▶ **Instructions to follow**
In the data below, find every line with the word "denim" and copy it.

(Data items)
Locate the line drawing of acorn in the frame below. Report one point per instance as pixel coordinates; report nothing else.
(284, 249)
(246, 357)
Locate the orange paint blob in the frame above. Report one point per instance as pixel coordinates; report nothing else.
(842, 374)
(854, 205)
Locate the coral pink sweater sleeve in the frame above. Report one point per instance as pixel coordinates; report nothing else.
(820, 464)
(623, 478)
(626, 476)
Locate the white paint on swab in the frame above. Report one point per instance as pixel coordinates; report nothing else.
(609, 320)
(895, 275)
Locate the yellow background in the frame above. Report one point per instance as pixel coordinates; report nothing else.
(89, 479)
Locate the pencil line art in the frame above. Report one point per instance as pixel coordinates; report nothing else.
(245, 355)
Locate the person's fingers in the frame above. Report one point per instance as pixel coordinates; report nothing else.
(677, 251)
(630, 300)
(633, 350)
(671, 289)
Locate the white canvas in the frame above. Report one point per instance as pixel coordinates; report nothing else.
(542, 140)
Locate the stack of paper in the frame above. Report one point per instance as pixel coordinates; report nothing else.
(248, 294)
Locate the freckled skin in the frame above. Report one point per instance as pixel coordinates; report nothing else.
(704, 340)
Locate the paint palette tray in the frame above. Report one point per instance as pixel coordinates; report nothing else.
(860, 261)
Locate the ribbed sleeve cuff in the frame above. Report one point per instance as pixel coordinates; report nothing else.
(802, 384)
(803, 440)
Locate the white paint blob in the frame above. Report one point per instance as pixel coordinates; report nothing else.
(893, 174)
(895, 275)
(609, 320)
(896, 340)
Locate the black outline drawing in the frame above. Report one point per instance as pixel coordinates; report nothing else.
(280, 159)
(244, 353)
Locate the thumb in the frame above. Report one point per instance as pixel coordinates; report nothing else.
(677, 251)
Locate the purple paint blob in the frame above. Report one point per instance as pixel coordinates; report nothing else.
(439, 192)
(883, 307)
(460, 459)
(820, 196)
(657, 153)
--
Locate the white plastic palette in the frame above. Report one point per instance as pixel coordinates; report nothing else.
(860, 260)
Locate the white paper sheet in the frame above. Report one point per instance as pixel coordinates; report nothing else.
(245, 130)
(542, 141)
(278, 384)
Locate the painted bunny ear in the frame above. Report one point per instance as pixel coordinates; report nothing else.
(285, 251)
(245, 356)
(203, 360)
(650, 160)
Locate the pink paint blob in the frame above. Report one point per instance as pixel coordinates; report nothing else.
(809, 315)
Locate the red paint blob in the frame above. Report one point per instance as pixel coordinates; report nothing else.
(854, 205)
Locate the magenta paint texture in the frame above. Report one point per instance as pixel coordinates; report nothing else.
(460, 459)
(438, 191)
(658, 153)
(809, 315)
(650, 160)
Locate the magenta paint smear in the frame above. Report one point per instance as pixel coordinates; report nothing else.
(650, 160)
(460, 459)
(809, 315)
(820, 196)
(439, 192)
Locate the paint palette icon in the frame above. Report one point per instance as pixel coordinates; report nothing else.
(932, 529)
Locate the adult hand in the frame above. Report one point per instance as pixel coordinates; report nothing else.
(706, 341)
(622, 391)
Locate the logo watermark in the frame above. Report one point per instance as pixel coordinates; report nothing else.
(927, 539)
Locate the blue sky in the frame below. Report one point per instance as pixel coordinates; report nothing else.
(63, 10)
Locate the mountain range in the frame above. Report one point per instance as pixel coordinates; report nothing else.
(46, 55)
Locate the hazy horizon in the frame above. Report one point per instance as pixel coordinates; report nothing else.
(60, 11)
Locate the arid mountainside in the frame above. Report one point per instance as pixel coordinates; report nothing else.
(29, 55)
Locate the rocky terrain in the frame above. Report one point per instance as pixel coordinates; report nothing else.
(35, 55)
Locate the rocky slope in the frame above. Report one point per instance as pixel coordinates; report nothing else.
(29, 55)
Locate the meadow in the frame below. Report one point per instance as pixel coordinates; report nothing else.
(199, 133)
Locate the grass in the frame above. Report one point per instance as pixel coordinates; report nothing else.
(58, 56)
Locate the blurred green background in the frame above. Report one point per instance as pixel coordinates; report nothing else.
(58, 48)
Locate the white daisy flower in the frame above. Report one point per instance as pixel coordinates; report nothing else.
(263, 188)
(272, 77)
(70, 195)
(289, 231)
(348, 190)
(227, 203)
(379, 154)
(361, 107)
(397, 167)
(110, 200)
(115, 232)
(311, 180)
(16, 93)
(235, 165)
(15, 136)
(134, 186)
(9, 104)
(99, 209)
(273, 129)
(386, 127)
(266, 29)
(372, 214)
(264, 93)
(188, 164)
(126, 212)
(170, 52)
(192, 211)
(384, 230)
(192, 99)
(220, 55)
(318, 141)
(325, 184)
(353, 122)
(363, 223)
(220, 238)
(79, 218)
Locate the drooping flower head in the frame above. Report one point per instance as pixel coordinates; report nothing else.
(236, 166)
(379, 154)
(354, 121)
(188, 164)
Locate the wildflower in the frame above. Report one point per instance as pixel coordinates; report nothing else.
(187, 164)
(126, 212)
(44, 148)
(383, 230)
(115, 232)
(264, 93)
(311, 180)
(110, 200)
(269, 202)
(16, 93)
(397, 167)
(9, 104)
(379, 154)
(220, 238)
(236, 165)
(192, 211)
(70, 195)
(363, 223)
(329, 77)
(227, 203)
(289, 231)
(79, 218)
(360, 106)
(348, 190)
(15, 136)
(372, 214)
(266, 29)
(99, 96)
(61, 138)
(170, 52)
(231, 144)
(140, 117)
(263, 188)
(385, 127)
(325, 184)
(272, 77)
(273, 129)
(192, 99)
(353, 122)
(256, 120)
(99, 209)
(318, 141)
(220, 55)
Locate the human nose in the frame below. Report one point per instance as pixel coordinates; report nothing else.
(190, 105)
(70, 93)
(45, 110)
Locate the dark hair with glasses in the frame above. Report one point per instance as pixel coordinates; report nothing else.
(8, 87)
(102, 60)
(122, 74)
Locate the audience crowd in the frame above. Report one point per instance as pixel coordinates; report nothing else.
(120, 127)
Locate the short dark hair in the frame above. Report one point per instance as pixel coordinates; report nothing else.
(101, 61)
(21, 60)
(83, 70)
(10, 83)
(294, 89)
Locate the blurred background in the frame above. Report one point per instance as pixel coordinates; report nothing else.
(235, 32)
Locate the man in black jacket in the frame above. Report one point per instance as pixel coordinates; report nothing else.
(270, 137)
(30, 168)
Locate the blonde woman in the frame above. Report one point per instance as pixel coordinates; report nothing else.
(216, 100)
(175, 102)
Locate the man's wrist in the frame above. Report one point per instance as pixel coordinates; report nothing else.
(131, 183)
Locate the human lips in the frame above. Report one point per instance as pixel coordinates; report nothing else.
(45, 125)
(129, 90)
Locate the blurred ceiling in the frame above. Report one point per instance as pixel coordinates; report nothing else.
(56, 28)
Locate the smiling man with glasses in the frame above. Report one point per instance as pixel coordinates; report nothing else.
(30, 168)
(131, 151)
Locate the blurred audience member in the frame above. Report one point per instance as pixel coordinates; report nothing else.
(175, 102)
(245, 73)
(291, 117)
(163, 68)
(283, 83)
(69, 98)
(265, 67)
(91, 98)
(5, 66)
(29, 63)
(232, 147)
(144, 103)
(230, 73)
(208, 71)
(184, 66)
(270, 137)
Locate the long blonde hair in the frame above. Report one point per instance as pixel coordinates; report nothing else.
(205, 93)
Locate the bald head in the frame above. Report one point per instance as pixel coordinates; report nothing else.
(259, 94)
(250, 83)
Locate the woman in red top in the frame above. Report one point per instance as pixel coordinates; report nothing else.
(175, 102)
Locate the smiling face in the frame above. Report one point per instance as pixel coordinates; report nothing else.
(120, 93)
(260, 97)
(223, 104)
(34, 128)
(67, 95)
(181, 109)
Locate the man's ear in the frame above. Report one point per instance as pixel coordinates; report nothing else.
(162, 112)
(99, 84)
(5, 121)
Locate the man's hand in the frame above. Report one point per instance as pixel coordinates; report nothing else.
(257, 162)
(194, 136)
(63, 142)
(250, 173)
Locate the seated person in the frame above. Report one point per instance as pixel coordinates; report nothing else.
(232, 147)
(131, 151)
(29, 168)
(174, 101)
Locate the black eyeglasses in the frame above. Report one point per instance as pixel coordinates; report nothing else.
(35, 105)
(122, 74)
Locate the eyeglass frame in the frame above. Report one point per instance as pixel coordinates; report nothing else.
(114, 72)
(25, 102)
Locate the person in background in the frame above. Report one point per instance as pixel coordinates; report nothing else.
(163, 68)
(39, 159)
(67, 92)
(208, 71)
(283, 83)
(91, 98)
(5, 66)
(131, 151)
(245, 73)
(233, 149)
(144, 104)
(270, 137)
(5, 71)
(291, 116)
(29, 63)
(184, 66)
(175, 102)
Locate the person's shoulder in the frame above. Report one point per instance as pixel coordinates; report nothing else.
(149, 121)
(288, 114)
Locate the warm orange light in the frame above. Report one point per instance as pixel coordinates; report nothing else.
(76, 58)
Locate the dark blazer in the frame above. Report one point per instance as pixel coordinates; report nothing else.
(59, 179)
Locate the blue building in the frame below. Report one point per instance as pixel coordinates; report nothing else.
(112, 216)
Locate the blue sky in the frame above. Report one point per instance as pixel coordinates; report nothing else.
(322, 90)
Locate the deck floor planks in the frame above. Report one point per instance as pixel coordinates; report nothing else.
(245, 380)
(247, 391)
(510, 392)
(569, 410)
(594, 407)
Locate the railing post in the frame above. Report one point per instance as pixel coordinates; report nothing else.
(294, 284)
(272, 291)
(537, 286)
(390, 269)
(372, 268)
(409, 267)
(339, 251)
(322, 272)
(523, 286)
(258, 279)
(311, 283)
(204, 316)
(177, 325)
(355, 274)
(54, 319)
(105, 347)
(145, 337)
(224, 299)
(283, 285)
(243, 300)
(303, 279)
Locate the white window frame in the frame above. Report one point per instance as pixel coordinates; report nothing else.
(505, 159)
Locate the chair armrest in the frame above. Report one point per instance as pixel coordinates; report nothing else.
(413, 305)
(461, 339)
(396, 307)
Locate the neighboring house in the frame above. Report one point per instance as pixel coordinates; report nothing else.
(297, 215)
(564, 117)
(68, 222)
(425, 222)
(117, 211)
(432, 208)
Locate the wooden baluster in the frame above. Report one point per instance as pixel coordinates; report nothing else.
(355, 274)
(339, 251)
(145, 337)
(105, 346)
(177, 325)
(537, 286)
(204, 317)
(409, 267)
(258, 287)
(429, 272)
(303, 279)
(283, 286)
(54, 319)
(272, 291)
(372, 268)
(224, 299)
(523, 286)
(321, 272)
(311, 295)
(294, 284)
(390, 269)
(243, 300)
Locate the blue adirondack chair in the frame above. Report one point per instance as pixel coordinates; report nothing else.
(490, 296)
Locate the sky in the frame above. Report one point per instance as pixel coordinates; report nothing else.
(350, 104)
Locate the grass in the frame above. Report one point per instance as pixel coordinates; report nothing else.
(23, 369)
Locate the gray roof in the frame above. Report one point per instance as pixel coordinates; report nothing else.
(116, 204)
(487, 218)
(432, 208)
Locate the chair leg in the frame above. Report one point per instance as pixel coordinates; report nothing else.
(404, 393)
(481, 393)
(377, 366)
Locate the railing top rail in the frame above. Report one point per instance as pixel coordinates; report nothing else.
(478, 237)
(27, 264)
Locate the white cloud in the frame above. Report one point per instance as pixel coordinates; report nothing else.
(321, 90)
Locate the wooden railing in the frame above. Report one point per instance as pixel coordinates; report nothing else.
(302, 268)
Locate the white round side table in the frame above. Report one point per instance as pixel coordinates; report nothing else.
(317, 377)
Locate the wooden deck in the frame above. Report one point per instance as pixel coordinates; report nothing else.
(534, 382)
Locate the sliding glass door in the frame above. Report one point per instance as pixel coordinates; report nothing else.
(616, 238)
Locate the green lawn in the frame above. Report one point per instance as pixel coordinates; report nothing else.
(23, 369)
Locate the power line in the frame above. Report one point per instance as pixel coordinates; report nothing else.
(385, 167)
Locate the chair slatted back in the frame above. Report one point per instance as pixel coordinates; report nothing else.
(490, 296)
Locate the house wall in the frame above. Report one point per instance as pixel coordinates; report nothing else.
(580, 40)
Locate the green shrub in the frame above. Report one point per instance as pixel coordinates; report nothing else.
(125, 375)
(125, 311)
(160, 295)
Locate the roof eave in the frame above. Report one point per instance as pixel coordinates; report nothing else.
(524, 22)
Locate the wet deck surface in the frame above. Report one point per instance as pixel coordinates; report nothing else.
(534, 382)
==
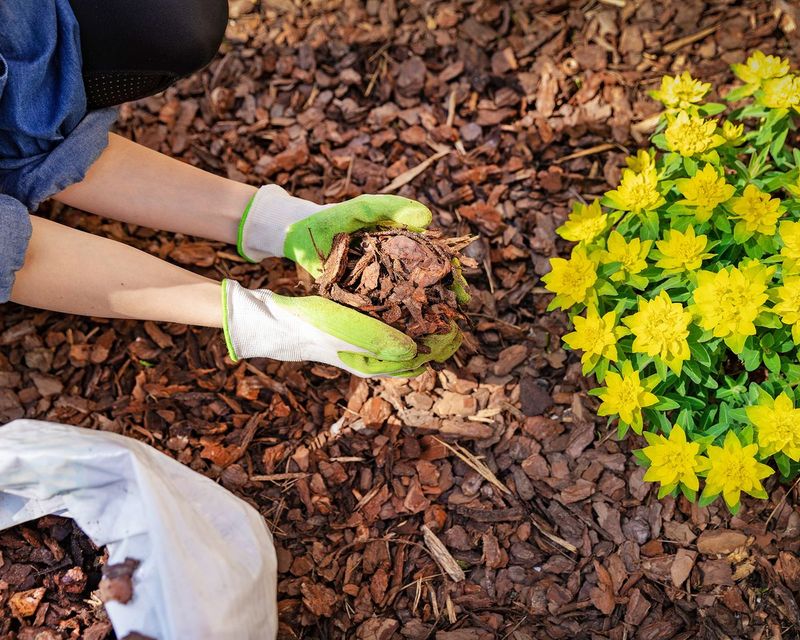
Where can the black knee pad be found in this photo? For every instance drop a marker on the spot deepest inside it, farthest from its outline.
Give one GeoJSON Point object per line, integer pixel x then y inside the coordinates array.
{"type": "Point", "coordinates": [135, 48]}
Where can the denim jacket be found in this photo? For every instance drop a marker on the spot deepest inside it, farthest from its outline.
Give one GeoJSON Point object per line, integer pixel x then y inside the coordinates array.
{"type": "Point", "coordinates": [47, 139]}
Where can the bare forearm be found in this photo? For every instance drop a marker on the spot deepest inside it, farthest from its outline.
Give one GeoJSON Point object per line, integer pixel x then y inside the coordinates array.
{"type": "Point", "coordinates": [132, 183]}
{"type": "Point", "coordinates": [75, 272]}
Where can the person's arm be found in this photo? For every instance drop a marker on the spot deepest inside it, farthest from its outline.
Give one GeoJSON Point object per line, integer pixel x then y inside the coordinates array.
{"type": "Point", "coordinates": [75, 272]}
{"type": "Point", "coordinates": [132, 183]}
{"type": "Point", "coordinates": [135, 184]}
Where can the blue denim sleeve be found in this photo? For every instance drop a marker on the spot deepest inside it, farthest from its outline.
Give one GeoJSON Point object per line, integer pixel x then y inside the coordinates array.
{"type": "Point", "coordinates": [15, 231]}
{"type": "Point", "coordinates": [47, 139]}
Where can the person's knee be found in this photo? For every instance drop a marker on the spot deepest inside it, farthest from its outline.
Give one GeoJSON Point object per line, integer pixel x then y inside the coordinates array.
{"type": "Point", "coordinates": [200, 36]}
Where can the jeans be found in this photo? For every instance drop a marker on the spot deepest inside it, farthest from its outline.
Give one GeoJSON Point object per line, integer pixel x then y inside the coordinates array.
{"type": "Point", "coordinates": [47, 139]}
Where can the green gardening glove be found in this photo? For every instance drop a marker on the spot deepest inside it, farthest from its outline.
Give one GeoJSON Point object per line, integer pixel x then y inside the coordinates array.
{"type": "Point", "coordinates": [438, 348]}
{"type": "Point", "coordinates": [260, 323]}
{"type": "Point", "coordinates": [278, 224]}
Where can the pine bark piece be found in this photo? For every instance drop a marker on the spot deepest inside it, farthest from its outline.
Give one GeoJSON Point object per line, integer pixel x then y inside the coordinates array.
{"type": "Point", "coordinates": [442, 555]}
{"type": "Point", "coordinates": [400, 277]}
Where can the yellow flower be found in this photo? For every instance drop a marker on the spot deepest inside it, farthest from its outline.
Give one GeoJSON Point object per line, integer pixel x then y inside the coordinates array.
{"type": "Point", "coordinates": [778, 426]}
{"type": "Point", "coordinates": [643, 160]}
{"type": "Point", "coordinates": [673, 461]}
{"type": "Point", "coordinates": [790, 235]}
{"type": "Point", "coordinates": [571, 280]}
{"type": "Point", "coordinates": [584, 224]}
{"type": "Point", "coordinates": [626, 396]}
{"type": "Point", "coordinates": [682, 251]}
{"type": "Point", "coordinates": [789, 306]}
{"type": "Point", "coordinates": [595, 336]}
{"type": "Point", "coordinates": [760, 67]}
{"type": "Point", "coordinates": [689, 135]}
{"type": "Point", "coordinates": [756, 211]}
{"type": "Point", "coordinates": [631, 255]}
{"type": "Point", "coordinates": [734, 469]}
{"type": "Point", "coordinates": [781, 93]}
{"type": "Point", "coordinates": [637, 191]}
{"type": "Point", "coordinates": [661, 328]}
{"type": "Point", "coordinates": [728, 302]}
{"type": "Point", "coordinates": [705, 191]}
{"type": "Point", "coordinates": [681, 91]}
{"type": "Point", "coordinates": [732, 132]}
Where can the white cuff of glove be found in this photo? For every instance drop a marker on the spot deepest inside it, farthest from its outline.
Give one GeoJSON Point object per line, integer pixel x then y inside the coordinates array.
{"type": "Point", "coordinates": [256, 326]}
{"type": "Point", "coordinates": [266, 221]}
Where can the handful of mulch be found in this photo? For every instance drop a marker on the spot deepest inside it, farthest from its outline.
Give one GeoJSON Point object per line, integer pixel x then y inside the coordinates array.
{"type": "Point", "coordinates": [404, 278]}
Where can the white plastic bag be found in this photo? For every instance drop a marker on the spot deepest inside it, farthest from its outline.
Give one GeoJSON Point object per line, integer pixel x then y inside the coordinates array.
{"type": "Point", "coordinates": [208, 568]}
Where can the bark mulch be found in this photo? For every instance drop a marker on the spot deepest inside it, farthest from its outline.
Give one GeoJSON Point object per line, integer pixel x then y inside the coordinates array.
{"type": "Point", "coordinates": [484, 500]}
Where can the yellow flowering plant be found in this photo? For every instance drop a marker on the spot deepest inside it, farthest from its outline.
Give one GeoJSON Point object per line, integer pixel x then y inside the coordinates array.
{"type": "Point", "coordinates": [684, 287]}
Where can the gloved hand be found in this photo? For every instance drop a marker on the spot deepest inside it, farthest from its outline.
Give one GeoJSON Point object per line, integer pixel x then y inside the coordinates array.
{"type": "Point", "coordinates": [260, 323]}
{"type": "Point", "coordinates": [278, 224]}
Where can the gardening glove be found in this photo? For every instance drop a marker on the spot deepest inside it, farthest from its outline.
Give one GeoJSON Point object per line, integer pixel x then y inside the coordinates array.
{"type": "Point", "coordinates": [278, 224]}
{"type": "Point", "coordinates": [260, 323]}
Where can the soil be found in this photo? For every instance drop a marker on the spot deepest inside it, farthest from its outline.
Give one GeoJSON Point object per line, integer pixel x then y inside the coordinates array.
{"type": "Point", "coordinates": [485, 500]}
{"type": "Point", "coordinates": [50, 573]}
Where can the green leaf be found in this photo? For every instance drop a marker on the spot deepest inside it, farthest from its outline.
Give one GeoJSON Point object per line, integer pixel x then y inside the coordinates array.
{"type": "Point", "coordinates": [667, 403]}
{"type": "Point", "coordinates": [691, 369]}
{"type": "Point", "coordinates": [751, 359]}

▶ **Task answer**
Where can the denim jacket be found in this photo? For every instance drop a marker on the spot deepest inside it, farthest from its outline.
Where can the blue denim sleeve be found in this photo? For every instance drop a marker on the spot deepest inside it, farthest from its outline.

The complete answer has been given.